**WRITTEN INSTRUCTION 1:**
From the workflow patterns page below, extract the stretch from "Write different types" through "from Dapr Workflows." word for word.

Workflow patterns

Write different types of workflow patterns

Dapr Workflows simplify complex, stateful coordination requirements in microservice architectures. The following sections describe several application patterns that can benefit from Dapr Workflows.

Task chaining

In the task chaining pattern, multiple steps in a workflow are run in succession, and the output of one step may be passed as the input to the next step. Task chaining workflows typically involve creating a sequence of operations that need to be performed on some data, such as filtering, transforming, and reducing.

In some cases, the steps of the workflow may need to be orchestrated across multiple microservices. For increased reliability and scalability, you’re also likely to use queues to trigger the various steps.

Diagram showing how the task chaining workflow pattern works

While the pattern is simple, there are many complexities hidden in the implementation. For example:

  • What happens if one of the microservices are unavailable for an extended period of time?
  • Can failed steps be automatically retried?
  • If not, how do you facilitate the rollback of previously completed steps, if applicable?
  • Implementation details aside, is there a way to visualize the workflow so that other engineers can understand what it does and how it works?

Dapr Workflow solves these complexities by allowing you to implement the task chaining pattern concisely as a simple function in the programming language of your choice, as shown in the following example.

  1. // Expotential backoff retry policy that survives long outages
  2. var retryPolicy = TaskOptions.FromRetryPolicy(new RetryPolicy(
  3. maxNumberOfAttempts: 10,
  4. firstRetryInterval: TimeSpan.FromMinutes(1),
  5. backoffCoefficient: 2.0,
  6. maxRetryInterval: TimeSpan.FromHours(1)));
  7. // Task failures are surfaced as ordinary .NET exceptions
  8. try
  9. {
  10. var result1 = await context.CallActivityAsync<string>("Step1", wfInput, retryPolicy);
  11. var result2 = await context.CallActivityAsync<byte[]>("Step2", result1, retryPolicy);
  12. var result3 = await context.CallActivityAsync<long[]>("Step3", result2, retryPolicy);
  13. var result4 = await context.CallActivityAsync<Guid[]>("Step4", result3, retryPolicy);
  14. return string.Join(", ", result4);
  15. }
  16. catch (TaskFailedException)

**WRITTEN INSTRUCTION 2:**
Filter the records below down to every line that contains the string "metal", matching case exactly, and copy those lines as they appear.

Point labeling dataset excerpts:
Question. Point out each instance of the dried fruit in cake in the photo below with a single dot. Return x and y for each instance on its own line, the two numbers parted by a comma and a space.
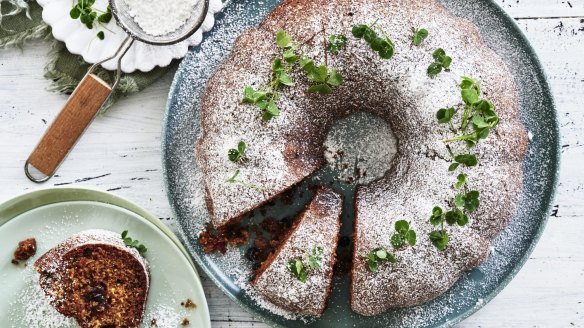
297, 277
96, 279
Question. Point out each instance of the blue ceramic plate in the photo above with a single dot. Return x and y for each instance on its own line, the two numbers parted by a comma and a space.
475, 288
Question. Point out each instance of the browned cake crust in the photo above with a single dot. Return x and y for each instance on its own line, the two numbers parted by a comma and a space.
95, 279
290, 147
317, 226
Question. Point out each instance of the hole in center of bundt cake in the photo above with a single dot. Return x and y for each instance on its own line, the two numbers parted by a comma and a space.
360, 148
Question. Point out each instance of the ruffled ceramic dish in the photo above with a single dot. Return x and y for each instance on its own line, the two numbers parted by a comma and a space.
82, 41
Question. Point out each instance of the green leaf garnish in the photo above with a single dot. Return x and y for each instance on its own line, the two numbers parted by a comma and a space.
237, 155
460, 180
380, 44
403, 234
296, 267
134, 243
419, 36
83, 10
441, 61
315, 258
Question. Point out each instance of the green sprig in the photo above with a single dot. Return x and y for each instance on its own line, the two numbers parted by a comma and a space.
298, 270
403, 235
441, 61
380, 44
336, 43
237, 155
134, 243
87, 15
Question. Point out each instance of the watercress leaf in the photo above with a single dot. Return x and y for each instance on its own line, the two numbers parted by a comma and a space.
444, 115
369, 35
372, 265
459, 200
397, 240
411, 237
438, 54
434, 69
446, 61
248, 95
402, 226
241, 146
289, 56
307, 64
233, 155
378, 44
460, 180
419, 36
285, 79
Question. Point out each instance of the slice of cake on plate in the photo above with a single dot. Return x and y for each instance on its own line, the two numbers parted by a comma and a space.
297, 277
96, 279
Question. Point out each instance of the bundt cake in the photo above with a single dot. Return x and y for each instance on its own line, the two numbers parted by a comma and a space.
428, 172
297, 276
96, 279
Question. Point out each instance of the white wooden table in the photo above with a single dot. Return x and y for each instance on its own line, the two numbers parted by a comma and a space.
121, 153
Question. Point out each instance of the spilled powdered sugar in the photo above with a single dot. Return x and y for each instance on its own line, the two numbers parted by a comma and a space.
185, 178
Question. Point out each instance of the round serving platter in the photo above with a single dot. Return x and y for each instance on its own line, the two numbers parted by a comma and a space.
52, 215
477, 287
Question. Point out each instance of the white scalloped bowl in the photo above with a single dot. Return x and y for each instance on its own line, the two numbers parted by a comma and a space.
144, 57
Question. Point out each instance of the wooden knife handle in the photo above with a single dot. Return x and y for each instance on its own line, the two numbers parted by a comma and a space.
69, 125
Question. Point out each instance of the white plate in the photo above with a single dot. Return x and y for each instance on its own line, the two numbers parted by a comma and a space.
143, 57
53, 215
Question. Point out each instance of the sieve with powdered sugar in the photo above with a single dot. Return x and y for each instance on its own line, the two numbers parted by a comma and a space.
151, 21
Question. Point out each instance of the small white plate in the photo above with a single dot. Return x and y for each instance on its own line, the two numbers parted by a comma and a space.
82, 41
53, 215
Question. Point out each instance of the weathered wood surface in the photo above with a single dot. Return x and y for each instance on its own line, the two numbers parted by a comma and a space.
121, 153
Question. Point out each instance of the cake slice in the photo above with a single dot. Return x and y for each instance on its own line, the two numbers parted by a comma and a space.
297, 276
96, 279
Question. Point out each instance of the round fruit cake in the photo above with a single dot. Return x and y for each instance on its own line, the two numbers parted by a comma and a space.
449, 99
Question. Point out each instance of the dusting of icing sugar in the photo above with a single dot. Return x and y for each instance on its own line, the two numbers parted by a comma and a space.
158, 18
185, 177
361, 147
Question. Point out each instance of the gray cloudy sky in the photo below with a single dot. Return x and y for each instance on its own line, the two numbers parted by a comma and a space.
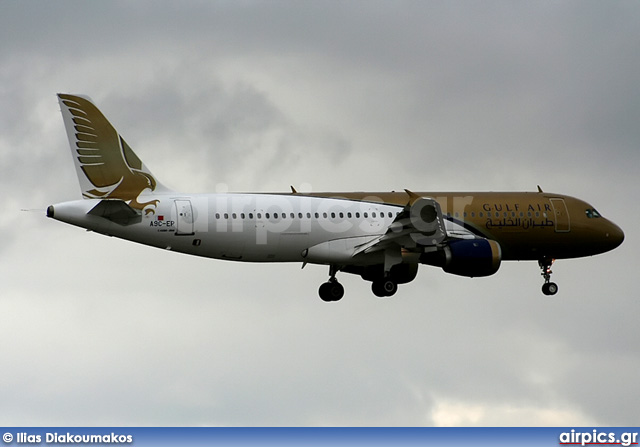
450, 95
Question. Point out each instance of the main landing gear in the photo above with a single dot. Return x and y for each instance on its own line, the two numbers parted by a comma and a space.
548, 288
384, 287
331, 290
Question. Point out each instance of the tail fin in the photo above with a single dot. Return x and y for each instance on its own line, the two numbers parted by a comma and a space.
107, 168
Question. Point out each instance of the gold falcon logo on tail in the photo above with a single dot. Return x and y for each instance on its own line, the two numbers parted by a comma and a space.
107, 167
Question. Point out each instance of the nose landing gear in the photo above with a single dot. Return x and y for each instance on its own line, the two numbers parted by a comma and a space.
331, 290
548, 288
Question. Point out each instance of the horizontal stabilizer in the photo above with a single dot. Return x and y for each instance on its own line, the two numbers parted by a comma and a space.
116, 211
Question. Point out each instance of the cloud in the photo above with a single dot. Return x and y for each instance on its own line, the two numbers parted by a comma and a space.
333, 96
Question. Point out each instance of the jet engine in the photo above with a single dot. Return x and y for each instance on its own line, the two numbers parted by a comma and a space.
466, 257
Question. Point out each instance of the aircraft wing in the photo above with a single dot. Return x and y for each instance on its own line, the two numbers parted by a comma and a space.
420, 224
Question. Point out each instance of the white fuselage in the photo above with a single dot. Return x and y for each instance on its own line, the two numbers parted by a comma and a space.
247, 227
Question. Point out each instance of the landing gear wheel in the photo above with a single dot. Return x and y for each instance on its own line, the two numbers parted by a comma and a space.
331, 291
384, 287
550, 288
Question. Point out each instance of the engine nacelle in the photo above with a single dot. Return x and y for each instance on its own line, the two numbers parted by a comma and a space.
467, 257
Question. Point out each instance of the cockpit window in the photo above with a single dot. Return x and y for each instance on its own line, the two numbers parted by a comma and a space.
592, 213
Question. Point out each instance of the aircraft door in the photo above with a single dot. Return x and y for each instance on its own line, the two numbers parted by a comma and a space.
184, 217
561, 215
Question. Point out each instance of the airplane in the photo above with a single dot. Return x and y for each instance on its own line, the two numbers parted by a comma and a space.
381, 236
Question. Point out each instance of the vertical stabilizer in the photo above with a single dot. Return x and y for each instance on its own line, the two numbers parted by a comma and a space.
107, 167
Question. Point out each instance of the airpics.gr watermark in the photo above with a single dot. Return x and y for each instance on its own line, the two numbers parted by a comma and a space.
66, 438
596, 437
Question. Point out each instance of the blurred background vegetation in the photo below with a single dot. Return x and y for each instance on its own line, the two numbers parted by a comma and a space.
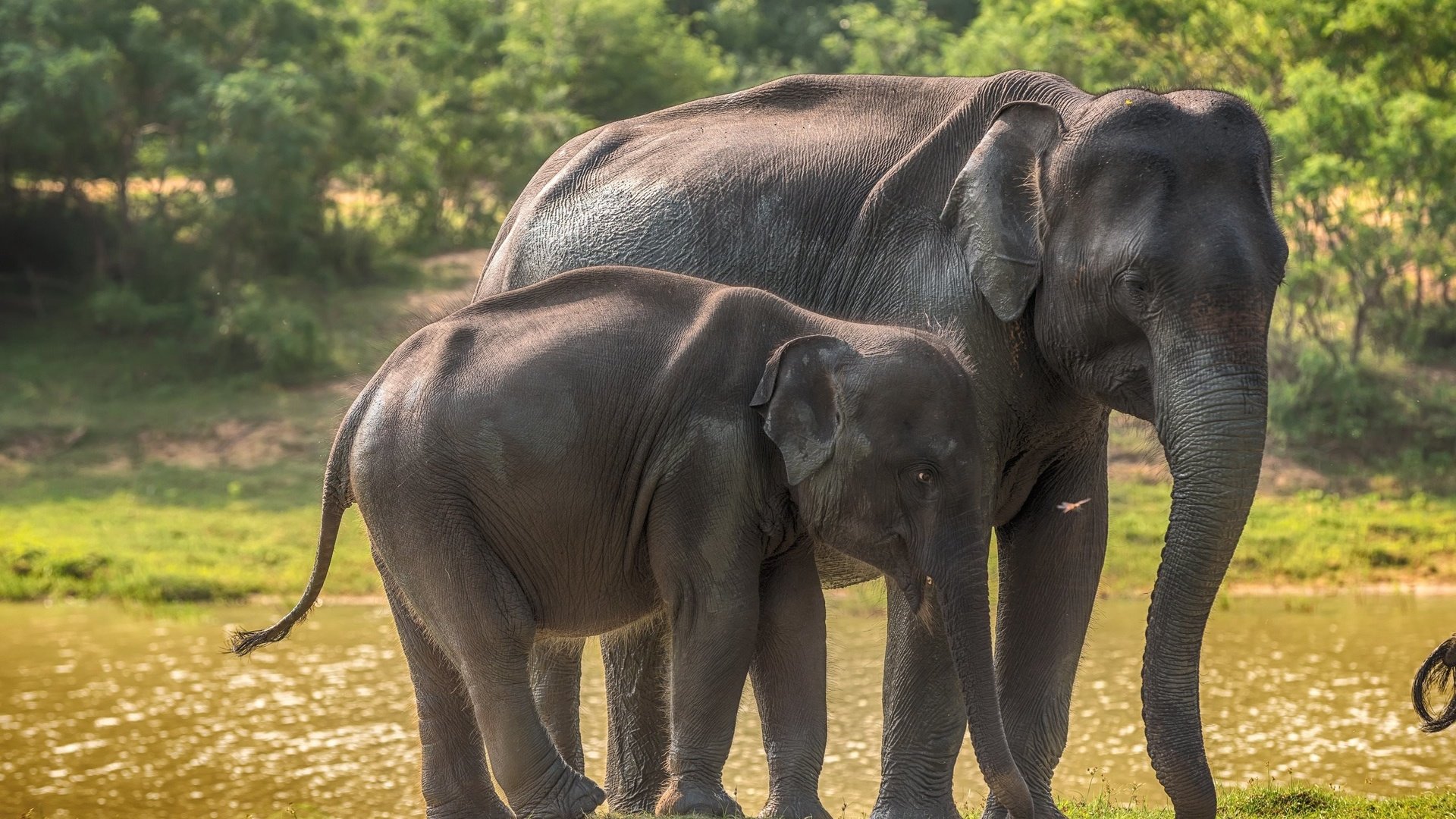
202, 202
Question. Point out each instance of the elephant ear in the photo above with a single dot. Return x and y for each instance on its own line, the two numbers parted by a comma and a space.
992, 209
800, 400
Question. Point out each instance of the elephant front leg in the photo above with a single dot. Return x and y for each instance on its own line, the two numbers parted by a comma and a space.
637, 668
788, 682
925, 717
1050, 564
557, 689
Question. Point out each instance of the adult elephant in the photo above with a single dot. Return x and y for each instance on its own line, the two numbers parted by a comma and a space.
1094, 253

...

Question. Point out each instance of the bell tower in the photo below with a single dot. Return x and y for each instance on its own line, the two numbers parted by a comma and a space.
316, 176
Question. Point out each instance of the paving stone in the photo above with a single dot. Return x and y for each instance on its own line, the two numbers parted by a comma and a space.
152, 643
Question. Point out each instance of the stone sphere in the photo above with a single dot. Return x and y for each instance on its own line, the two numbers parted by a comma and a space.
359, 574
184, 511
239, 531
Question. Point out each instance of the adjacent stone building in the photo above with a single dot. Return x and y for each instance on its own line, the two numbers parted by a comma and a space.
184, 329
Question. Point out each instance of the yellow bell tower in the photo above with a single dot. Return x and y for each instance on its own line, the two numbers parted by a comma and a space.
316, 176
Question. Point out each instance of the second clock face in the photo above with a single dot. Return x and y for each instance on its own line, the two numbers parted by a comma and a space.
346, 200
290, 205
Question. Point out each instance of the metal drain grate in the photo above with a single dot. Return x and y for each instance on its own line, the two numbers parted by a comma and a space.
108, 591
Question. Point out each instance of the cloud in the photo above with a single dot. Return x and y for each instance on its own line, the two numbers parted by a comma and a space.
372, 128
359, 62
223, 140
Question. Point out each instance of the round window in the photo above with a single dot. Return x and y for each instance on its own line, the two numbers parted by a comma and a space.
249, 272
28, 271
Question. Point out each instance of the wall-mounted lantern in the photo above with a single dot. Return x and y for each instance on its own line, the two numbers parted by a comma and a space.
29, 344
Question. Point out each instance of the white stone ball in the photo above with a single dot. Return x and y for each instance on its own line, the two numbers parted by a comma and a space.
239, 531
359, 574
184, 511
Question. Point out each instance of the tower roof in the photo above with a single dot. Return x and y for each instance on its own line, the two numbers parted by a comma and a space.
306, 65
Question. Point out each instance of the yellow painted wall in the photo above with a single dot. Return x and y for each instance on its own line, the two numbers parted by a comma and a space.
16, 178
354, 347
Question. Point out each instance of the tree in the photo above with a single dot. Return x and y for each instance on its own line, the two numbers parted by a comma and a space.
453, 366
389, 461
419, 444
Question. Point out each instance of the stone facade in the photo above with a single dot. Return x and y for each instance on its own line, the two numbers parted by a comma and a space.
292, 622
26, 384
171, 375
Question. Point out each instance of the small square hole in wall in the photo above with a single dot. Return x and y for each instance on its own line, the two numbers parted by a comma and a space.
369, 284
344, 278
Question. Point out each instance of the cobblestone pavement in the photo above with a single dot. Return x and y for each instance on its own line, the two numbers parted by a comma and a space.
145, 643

**EXERCISE SOLUTION 1:**
Write different types of workflow patterns

Dapr Workflows simplify complex, stateful coordination requirements in microservice architectures. The following sections describe several application patterns that can benefit from Dapr Workflows.

**EXERCISE SOLUTION 2:**
Question. Point out each instance of the metal drain grate in the photo above with a single dot. Return x and y for each instance on its own line, the two numbers parted by a comma and a space.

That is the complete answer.